24:08 wouldn't the opposite of the inside statement also be true? if there's a real number y such that xy = 1, then x must not be 0. Wouldn't that be an "if, and only if" statement then?
I'm 33 seconds in but i remember my formal logic course from first semester uni. This says: "For all x which are an element of the real numbers, if x is not equal to zero, then it follows that there exists a y which is element of the real numbers, such that x times y is equal to 1." The upside down A fittingly stands for "for _all"_ and the mirrored E stands for "there _exists"_ .
For those who want an easy translation, the intro statement says “for all x that exist in the real numbers, so long as x does not equal zero, then there exists a number y which when multiplied to create xy, you get 1.”

==============================

- **Exercise 1**
According to the comments on the real-number statement, what does the upside-down A stand for?
- **Exercise 2**
Extend the comments on the real-number statement from the point where they end.
The listing after this point is not needed for any of the work here.

==============================

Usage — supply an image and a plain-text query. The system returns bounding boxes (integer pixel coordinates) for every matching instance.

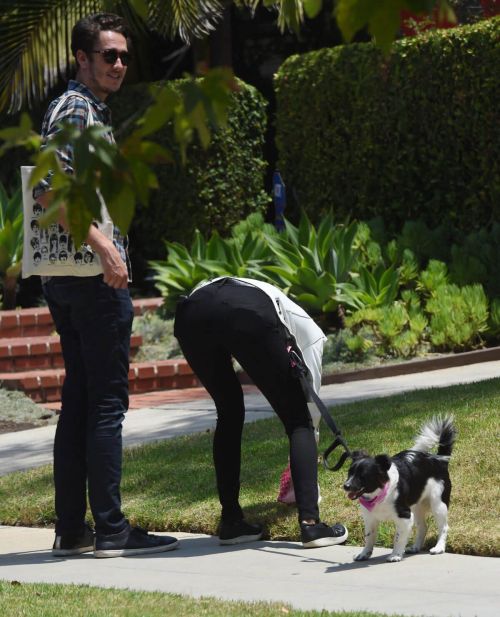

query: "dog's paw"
[353,551,372,561]
[386,553,403,563]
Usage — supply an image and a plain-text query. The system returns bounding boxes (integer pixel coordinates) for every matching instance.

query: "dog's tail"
[413,416,457,458]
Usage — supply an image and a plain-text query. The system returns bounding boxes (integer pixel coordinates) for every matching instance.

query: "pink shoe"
[277,464,295,505]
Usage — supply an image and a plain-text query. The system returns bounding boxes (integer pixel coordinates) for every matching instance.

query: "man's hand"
[86,226,128,289]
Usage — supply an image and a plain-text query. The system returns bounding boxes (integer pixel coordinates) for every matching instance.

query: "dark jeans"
[174,279,319,521]
[43,276,133,534]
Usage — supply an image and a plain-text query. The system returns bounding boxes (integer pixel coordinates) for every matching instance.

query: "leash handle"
[287,345,351,471]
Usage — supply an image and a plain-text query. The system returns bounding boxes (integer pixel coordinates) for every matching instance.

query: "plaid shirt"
[33,80,132,280]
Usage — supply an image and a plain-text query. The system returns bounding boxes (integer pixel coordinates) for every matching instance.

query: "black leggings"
[174,279,319,521]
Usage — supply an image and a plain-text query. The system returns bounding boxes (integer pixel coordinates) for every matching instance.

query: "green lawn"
[0,379,500,555]
[0,581,418,617]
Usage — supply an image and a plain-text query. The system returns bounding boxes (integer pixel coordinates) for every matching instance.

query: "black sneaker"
[52,525,94,557]
[219,521,263,544]
[94,527,179,557]
[300,523,349,548]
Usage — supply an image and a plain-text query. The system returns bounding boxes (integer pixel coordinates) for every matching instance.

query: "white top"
[192,276,326,429]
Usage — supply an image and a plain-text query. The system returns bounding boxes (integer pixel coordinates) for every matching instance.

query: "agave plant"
[150,215,271,313]
[0,182,23,309]
[263,213,359,321]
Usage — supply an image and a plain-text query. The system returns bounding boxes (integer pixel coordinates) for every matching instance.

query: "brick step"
[0,334,142,373]
[0,298,163,338]
[0,359,200,403]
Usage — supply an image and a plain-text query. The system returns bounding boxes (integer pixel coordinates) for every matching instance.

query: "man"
[174,277,348,548]
[33,13,178,557]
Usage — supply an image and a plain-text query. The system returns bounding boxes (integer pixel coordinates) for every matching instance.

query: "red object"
[481,0,500,17]
[277,464,295,505]
[401,7,458,36]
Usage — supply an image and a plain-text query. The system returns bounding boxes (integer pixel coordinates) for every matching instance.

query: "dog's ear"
[351,450,369,461]
[375,454,391,471]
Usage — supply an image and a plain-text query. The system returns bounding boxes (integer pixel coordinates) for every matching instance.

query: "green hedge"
[275,18,500,230]
[110,82,270,278]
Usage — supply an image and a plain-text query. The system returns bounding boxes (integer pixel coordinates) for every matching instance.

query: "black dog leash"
[288,346,351,471]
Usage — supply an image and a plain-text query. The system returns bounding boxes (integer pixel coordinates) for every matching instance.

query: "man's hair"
[71,13,130,64]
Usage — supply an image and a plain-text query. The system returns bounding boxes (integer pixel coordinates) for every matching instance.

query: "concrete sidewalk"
[0,527,500,617]
[0,361,500,617]
[0,361,500,475]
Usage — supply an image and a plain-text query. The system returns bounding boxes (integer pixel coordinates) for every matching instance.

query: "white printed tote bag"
[21,90,113,278]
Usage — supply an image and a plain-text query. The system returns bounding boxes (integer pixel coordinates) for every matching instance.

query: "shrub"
[275,17,500,233]
[425,285,488,351]
[112,77,269,276]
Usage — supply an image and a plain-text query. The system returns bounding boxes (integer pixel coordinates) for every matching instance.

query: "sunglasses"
[92,49,132,66]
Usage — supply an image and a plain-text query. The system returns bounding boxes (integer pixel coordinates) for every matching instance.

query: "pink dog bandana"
[359,482,389,512]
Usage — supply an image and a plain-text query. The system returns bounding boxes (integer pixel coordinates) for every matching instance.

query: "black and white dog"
[344,417,456,561]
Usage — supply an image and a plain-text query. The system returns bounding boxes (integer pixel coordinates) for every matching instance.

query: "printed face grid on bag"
[21,166,102,278]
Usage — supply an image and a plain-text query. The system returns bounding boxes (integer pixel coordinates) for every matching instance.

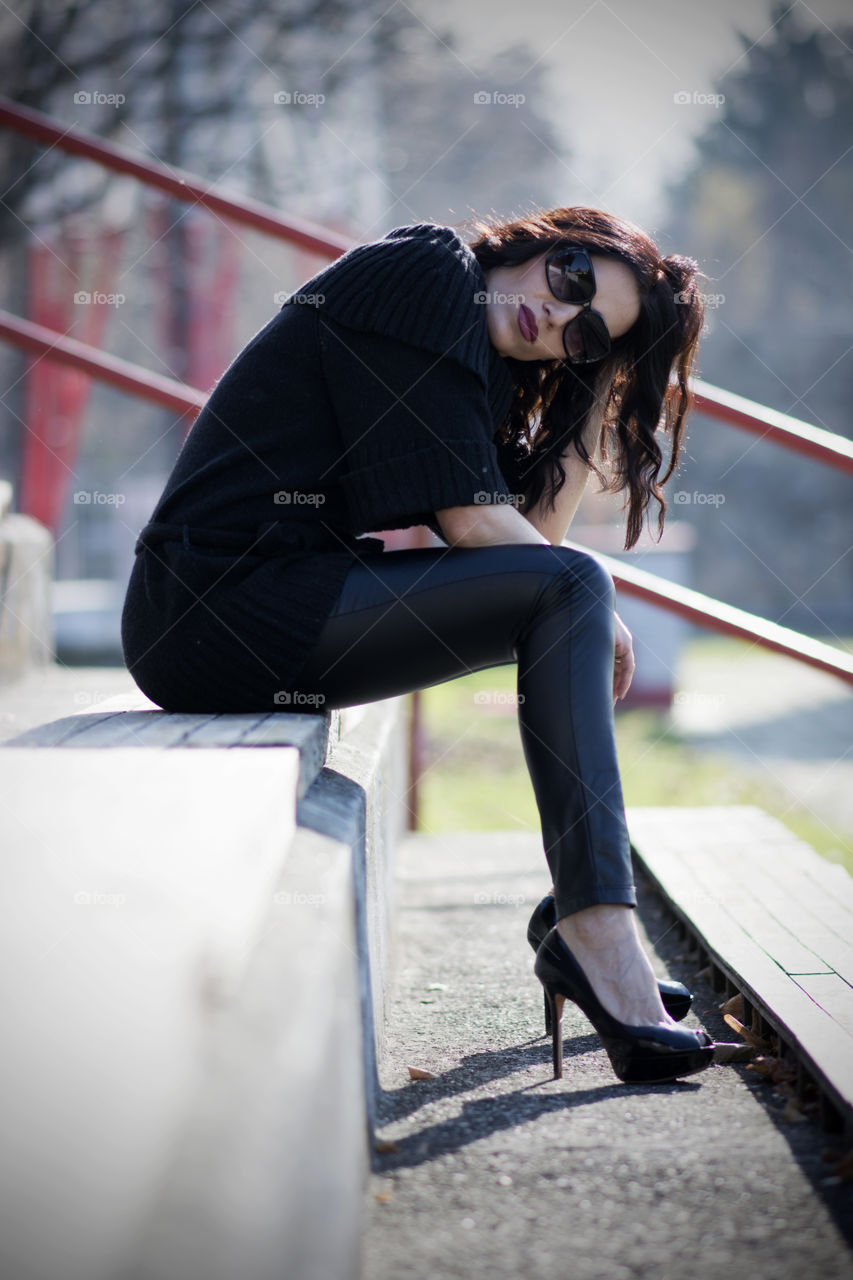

==============================

- **Answer 1**
It stands for "for all."

- **Answer 2**
My attempt at the 10 questions: 1. True, all integers are either odd or even. 2. False, 0 is a rational that is neither positive or negative. 3. False, again 0 is not positive and also not negative. 4. True, 2 is prime and even. 5. False, there is no number that is 0 when anything is added to it. 6. True, y=-x 7. True, I can't think of any counterexamples. 8. False, there can exists two non-rational numbers that add to a rational number, (pi)+(1-pi)=1 9. True, you can take the average of x and y to get z. 10. True, x=0.
Nice job! 👍 I'd just like to add the following note: Just because you are unaware of any counterexamples doesn't immediately imply that the statement must be true. Though, luckily for you, #7 can be proven to be True because if x² = y² then x² - y² = 0. Applying the difference of squares and solving for the cases where x ≠ y gives us the desired x = -y. Hope this helps, and stay curious! :)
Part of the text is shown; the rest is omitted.